First, let's import the Python bindings for MeTA:
import metapy
If you don't have metapy
installed, you can install it with a
pip install metapy
on the command line on Linux, macOS, or Windows for either Python 2.7 or Python 3.x. (I will be using Python 3.6 in this tutorial.)
Double-check that you are running the latest version. Right now, that should be 0.2.10
.
metapy.__version__
'0.2.11'
Now, let's set MeTA to log to standard error so we can see progress output for long-running commands. (Only do this once, or you'll get double the output.)
metapy.log_to_stderr()
Now, let's download all of the files we need for the tutorial.
import urllib.request
import os
import tarfile
if not os.path.exists('sigir18-tutorial.tar.gz'):
urllib.request.urlretrieve('https://meta-toolkit.org/data/2018-06-25/sigir18-tutorial.tar.gz',
'sigir18-tutorial.tar.gz')
if not os.path.exists('data'):
with tarfile.open('sigir18-tutorial.tar.gz', 'r:gz') as files:
files.extractall()
The tutorial files come with a dataset consisting of four years of NIPS proceedings (full text): 2002, 2007, 2012, and 2017.
To start, we first want to understand what topics are being discussed in NIPS in these for years. To do that, we'll first index the dataset in the ForwardIndex
format (we want to map documents to the terms that they contain).
fidx = metapy.index.make_forward_index('nips.toml')
1530029662: [info] Creating forward index: nips-idx/fwd (/tmp/pip-req-build-s8007td9/deps/meta/src/index/forward_index.cpp:239) > Tokenizing Docs: [===================================> ] 88% ETA 00:00:00 1530029664: [warning] Empty document (id = 1435) generated! (/tmp/pip-req-build-s8007td9/deps/meta/src/index/forward_index.cpp:335) > Tokenizing Docs: [========================================] 100% ETA 00:00:00 > Merging: [================================================] 100% ETA 00:00:00 1530029664: [info] Done creating index: nips-idx/fwd (/tmp/pip-req-build-s8007td9/deps/meta/src/index/forward_index.cpp:278)

EXTRACTED INFORMATION —
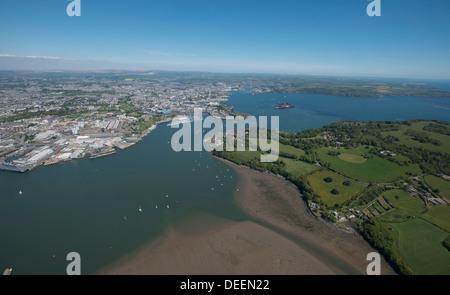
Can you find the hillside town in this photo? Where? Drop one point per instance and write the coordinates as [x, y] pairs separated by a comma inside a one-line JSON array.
[[46, 119]]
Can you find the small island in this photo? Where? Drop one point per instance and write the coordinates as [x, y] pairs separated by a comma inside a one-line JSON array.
[[284, 105]]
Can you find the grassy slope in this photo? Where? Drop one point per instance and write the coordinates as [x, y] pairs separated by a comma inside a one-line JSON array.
[[439, 183], [419, 243], [323, 189], [418, 126], [373, 170]]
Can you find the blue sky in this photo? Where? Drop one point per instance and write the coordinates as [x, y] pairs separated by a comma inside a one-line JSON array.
[[330, 37]]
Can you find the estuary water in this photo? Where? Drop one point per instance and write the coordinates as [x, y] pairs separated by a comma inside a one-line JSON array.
[[316, 110], [106, 208]]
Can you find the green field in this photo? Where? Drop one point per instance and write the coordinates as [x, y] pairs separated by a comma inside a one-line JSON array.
[[405, 206], [290, 150], [438, 215], [298, 168], [374, 170], [352, 158], [323, 189], [418, 126], [439, 183], [419, 243]]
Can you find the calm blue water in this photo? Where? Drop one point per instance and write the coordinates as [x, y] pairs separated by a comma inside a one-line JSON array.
[[316, 110], [80, 206]]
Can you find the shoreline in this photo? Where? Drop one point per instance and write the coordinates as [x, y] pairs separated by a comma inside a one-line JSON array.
[[281, 237], [295, 218]]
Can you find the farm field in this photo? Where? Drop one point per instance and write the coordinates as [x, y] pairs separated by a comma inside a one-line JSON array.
[[419, 243], [373, 170], [438, 183], [323, 189], [418, 126]]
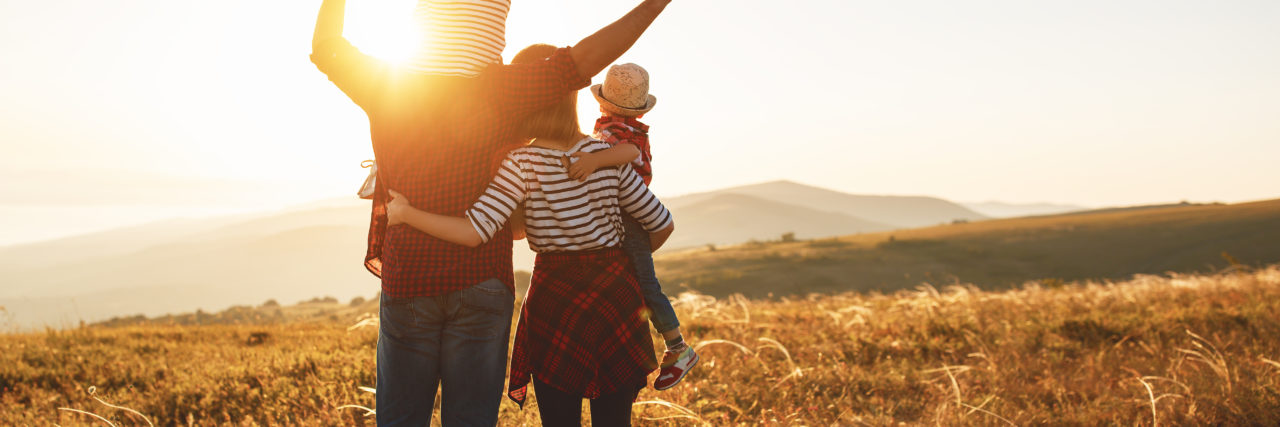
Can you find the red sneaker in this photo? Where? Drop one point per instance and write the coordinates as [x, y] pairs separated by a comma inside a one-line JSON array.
[[675, 366]]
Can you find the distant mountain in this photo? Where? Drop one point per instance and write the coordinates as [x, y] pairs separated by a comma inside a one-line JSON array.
[[1102, 244], [316, 249], [995, 209], [894, 211], [728, 217]]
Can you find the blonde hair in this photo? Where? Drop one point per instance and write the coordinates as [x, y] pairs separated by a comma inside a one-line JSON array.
[[557, 122]]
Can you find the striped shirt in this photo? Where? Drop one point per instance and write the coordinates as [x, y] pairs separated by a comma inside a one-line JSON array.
[[460, 37], [563, 214]]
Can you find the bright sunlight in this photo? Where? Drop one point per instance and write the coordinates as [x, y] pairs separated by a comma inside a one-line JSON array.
[[383, 28]]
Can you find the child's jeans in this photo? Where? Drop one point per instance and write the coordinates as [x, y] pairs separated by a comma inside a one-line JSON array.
[[636, 246]]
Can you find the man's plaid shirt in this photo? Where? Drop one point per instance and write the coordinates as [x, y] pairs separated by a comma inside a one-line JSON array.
[[439, 141]]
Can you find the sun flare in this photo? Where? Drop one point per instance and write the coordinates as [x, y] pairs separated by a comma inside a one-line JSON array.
[[383, 28]]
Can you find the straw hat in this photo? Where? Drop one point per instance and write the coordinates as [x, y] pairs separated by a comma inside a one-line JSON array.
[[625, 91]]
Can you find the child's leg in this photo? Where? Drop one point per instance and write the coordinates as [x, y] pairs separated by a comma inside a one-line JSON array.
[[636, 246]]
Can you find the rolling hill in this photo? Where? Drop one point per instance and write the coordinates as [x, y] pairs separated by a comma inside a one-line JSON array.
[[292, 255], [894, 211], [725, 219], [312, 251], [1106, 244]]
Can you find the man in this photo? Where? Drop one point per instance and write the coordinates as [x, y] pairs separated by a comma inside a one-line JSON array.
[[446, 308]]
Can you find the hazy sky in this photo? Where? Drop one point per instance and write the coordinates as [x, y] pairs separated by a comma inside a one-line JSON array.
[[127, 111]]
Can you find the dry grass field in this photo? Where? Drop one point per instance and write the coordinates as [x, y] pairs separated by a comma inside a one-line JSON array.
[[1174, 349]]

JOB — Pick up the metapy tutorial after its last line and continue writing it from there. The entries stand apart from the metapy tutorial and have no connection to it.

ANSWER —
Now, let's load in all of the documents into memory so we can start to infer a topic model. I'm going to load them in as a MulticlassDataset
because each document here has been associated with a label (the year it came from), but you could also load them in as just a standard Dataset
with no associated labels if you don't plan to use them.
dset = metapy.classify.MulticlassDataset(fidx)
> Loading instances into memory: [==========================] 100% ETA 00:00:00
With the documents loaded into memory, we can start to run LDA inference on them to infer the topics and their coverage in each of the documents. There are several choices for inference algorithm in MeTA, so in general you can just pick your favorite. Here, I'm going to pick a parallelized version of Gibbs sampling.
The below will run the sampler for either 1000 iterations or until the log likelihood ($\log P(W \mid Z)$) stabilizes, whichever comes first. (If you want to disable the convergence checking and just run the sampler for a fixed number of iterations, you can add the parameter convergence=0
.)
model = metapy.topics.LDAParallelGibbs(docs=dset, num_topics=10, alpha=0.1, beta=0.1)
model.run(num_iters=1000)
model.save('lda-pgibbs-nips')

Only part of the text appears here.